* WRITTEN INSTRUCTION *
Show every line of the items below that contains the word "horizon", copying each such line in full.

Stored data entries:
═══
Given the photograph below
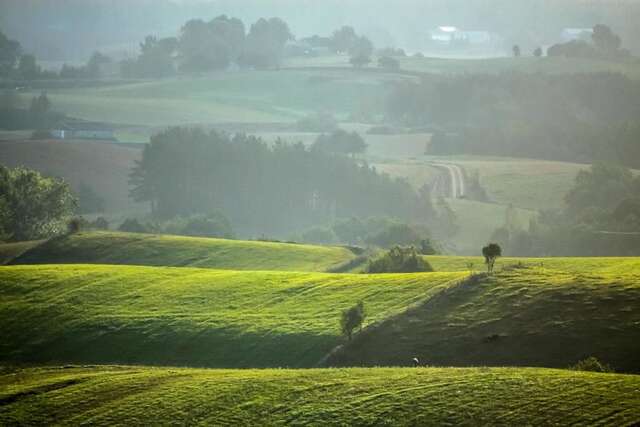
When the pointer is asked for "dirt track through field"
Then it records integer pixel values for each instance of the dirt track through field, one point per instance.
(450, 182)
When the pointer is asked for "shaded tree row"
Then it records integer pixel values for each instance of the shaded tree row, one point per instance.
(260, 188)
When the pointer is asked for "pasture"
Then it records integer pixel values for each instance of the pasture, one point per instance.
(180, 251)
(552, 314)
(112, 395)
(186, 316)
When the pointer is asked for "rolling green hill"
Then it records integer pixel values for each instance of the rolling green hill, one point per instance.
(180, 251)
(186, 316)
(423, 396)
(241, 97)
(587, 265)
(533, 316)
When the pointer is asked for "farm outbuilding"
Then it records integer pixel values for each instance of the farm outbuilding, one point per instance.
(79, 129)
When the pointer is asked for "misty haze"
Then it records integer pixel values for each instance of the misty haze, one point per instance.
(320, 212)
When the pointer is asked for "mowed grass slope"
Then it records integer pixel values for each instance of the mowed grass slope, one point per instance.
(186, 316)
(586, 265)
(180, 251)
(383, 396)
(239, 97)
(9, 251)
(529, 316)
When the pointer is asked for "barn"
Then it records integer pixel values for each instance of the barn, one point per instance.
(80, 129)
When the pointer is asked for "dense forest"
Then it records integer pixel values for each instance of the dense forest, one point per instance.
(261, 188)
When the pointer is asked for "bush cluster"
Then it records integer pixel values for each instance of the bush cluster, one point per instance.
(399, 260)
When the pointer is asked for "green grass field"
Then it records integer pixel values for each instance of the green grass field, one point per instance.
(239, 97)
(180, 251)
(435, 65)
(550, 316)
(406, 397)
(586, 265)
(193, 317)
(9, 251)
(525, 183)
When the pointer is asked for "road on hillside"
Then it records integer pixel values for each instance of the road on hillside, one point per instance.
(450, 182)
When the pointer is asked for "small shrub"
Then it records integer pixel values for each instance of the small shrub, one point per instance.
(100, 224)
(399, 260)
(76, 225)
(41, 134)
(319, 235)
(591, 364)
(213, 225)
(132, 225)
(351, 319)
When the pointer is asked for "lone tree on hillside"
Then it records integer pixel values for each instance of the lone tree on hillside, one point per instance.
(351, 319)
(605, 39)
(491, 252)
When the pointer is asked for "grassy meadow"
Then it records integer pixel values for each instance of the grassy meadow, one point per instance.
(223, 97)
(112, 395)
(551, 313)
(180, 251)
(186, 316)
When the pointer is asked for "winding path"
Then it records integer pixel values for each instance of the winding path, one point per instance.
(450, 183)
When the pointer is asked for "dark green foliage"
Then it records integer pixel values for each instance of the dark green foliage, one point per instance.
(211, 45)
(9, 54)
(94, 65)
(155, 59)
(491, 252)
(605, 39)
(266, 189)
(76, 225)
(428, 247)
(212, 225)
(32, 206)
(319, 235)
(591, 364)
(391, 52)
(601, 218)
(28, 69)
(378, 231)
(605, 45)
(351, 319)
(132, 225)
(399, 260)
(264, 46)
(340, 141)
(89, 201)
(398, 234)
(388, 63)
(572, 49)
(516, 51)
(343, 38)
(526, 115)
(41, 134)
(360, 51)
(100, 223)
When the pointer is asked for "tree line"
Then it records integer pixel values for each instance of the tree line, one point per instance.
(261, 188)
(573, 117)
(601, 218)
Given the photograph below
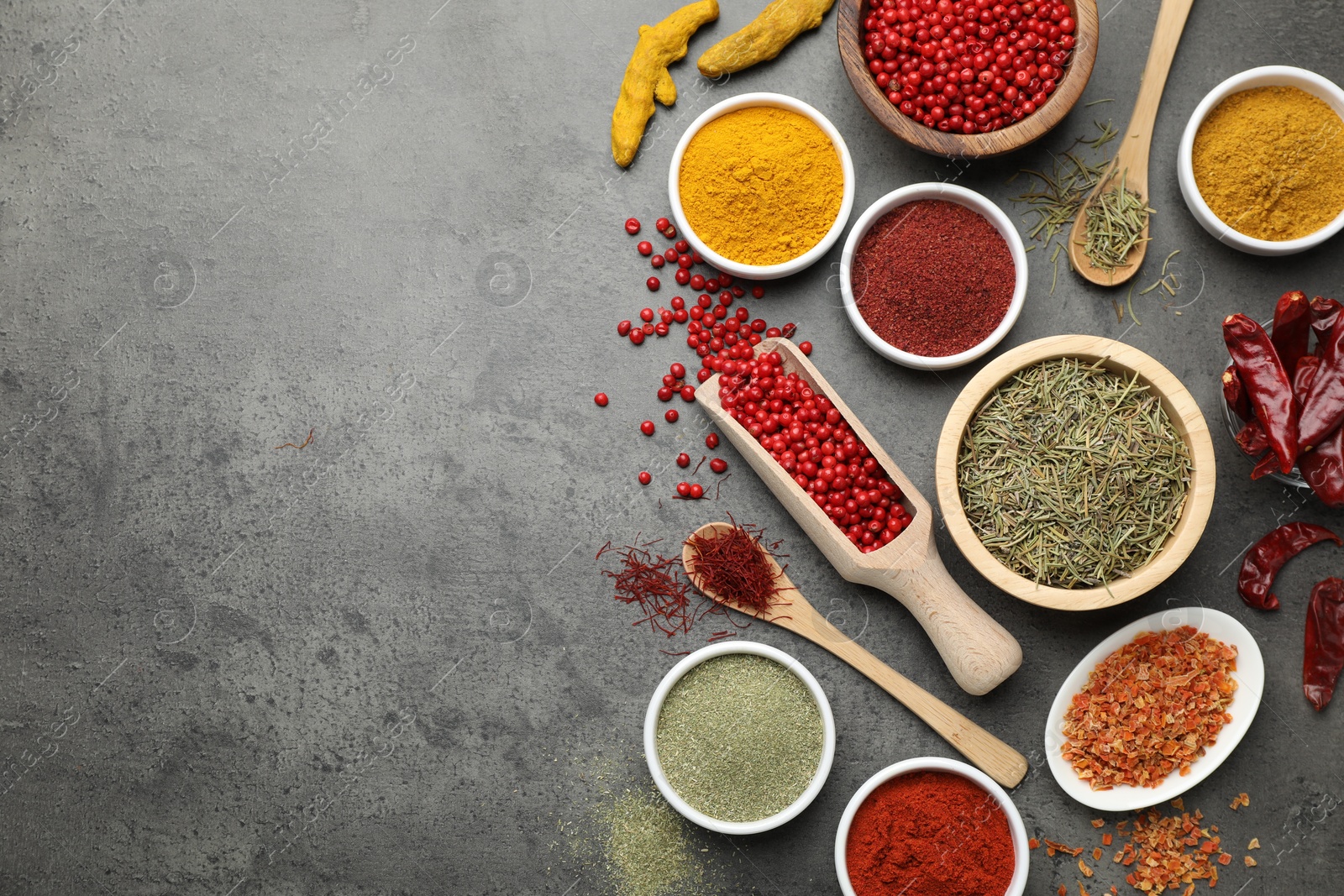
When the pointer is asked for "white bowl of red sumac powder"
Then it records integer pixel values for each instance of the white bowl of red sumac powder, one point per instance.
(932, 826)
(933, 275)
═══
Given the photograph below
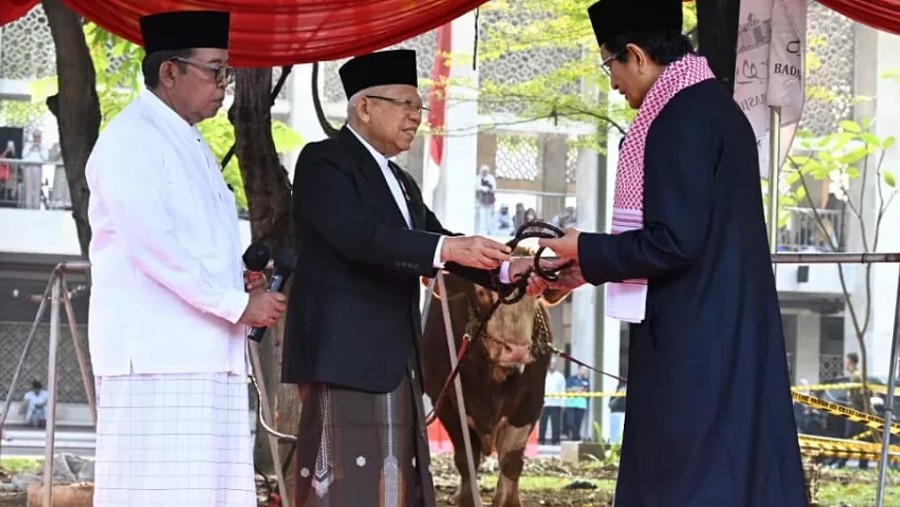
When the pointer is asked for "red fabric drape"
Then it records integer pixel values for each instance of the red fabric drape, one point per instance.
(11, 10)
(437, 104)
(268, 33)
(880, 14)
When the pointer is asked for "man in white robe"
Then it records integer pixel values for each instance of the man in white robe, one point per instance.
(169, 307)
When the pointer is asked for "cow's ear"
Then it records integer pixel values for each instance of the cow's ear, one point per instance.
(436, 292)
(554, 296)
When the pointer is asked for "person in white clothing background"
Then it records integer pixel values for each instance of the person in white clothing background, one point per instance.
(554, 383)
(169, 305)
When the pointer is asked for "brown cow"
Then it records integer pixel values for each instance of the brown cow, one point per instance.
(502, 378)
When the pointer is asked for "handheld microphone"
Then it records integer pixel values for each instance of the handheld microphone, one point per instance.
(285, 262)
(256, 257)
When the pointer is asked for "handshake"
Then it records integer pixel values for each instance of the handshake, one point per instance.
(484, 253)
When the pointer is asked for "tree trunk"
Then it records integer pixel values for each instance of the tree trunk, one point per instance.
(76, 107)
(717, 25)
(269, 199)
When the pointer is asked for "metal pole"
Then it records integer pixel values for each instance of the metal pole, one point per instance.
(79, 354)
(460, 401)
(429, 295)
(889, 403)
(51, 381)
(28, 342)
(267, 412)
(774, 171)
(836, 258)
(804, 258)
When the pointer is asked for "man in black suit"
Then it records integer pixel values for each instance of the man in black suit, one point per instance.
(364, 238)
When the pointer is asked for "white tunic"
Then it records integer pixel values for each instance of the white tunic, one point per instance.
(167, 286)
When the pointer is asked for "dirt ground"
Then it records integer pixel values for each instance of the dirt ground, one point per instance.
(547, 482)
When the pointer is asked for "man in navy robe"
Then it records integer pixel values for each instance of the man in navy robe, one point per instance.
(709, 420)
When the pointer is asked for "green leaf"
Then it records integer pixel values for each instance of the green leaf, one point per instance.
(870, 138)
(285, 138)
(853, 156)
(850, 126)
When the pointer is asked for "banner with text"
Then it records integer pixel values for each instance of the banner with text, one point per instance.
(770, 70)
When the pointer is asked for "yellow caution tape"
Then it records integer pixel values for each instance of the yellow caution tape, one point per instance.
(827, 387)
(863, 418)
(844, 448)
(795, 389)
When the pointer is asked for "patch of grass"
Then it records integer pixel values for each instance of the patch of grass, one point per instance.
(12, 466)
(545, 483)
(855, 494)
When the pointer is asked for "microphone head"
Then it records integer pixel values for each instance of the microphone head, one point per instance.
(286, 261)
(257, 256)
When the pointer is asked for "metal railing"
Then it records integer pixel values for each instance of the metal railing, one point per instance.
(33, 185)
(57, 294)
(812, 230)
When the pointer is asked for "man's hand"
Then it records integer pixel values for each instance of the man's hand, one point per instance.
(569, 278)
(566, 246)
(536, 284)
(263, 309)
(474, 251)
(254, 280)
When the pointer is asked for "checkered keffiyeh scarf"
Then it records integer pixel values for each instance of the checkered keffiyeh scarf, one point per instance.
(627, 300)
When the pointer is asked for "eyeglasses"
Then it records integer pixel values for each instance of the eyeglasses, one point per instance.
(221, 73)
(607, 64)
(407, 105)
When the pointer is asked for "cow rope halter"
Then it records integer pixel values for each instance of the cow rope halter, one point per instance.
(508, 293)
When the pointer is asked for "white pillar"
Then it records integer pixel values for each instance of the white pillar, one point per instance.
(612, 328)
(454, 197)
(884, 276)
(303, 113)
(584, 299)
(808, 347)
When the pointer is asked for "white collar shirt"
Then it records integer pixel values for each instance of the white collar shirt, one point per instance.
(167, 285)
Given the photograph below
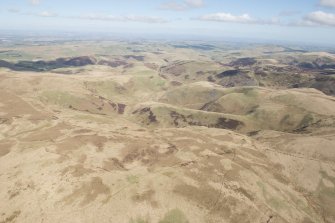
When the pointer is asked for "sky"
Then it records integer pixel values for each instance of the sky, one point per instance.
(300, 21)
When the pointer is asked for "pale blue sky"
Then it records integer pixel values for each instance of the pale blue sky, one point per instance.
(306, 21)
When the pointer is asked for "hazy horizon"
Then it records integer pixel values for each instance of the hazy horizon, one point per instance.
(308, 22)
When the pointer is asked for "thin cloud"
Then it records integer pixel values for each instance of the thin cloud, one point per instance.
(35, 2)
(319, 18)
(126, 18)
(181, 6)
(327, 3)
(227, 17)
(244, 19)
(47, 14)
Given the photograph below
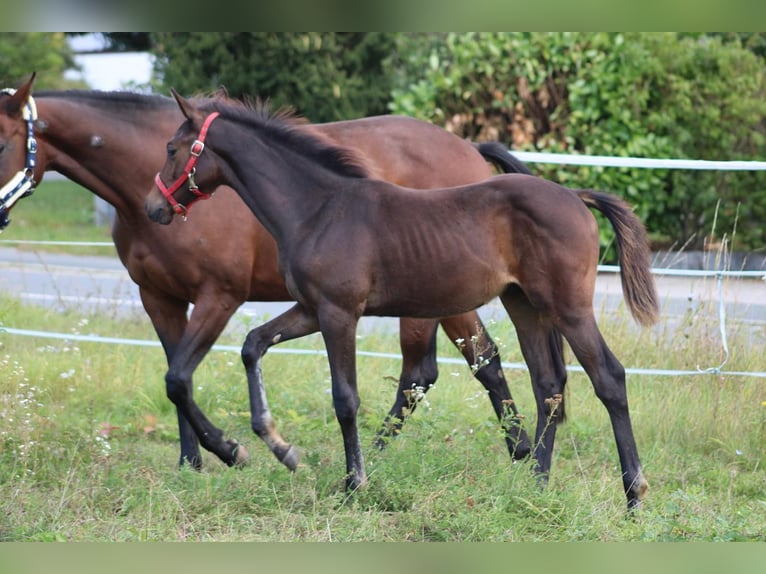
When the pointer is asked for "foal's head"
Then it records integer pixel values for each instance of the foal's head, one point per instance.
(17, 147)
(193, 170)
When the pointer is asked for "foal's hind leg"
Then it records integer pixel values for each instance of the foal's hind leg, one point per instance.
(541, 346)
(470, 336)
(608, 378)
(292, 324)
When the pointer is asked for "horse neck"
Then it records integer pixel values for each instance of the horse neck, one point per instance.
═══
* COMPLETE ANSWER *
When the pointer is asked for "hazy horizon"
Then it records integer pixel values for each instance of the hazy horizon, one point per instance.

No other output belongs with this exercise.